**Document text**

In 1904, Tolstoy would finally publish the first edition of his day book under the title Thoughts of Wise Men.  Between 1904-1907, he worked diligently on an expanded second edition, which included not only a compendium of quotes organized by universal themes such God and morality, love and law, perfection and work, but a compilation of Tolstoy’s own thoughts in his own words.  Tolstoy later revised and simplified the third edition in hopes of making his “circle of reading” more accessible to the masses.  “To create a book…for millions of people,” he believed, “was incomparably more important and fruitful than to compose a novel of the kind which diverts some members of the wealthy classes for a short time, and then is forever forgotten.”  Though widely read in pre-revolutionary Russia, Tolstoy’s final masterwork was eventually banned and sadly sunk into oblivion under communism.

**Coordinate labeling data**
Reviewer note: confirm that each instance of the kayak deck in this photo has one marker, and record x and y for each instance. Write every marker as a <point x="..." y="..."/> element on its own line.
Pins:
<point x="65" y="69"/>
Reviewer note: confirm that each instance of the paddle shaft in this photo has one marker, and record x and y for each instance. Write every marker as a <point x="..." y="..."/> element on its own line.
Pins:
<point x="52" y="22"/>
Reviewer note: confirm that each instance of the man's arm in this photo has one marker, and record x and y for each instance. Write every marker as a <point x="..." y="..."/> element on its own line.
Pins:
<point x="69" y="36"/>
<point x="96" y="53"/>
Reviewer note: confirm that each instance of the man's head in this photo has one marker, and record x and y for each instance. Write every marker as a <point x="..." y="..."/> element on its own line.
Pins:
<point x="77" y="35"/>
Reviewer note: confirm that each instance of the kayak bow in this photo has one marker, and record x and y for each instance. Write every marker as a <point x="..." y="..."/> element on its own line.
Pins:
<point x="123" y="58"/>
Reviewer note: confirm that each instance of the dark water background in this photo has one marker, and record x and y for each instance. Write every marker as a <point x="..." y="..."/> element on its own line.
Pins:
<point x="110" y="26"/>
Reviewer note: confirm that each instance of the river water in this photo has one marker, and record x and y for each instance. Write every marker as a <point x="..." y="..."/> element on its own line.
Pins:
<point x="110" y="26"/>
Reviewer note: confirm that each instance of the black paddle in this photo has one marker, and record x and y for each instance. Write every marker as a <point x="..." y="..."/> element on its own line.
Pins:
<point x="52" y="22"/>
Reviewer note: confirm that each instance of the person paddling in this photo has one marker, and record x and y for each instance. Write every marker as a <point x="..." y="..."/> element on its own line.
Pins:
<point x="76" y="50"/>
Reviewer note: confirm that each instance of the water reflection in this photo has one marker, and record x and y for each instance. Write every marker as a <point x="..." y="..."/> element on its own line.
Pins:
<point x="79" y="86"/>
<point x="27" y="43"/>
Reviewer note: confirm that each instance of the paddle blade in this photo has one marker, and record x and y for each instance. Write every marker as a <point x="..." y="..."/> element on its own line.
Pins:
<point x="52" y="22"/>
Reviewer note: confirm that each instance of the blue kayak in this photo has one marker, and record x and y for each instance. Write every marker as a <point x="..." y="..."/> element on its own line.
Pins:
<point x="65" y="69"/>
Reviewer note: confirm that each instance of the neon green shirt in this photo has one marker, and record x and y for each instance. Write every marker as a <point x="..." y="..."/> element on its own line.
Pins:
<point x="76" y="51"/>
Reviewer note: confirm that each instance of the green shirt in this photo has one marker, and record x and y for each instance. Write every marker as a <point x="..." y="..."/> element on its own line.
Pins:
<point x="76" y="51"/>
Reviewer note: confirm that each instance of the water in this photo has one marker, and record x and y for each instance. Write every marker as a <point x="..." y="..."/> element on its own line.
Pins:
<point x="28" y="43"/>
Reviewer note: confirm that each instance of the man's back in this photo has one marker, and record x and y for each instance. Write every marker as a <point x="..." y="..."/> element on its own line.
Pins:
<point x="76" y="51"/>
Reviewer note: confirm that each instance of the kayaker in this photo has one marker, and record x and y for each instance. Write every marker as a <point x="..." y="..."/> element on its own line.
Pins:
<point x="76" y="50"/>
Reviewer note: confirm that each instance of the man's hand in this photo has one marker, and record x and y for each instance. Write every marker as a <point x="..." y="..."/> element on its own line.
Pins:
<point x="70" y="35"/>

**What is asked**
a – Condense the paragraph of the Tolstoy day book text that begins "In 1904, Tolstoy would finally publish" into a short bulleted list of its main facts.
b – Please quote everything in the Tolstoy day book text from "In 1904, Tolstoy" down to "oblivion under communism.".

**Solutions in order**
a –
- In 1904, Tolstoy published the first edition of his day book, titled Thoughts of Wise Men.
- From 1904 to 1907 he worked on an expanded second edition. It added Tolstoy's own thoughts to quotes organized by universal themes such as God and morality, love and law, and perfection and work.
- He revised and simplified the third edition to make his "circle of reading" more accessible to the masses.
- He believed a book for millions of people was far more important and fruitful than a novel that briefly diverts the wealthy and is then forgotten.
- The work was widely read in pre-revolutionary Russia. Under communism it was banned and sank into oblivion.

b –
In 1904, Tolstoy would finally publish the first edition of his day book under the title Thoughts of Wise Men.  Between 1904-1907, he worked diligently on an expanded second edition, which included not only a compendium of quotes organized by universal themes such God and morality, love and law, perfection and work, but a compilation of Tolstoy’s own thoughts in his own words.  Tolstoy later revised and simplified the third edition in hopes of making his “circle of reading” more accessible to the masses.  “To create a book…for millions of people,” he believed, “was incomparably more important and fruitful than to compose a novel of the kind which diverts some members of the wealthy classes for a short time, and then is forever forgotten.”  Though widely read in pre-revolutionary Russia, Tolstoy’s final masterwork was eventually banned and sadly sunk into oblivion under communism.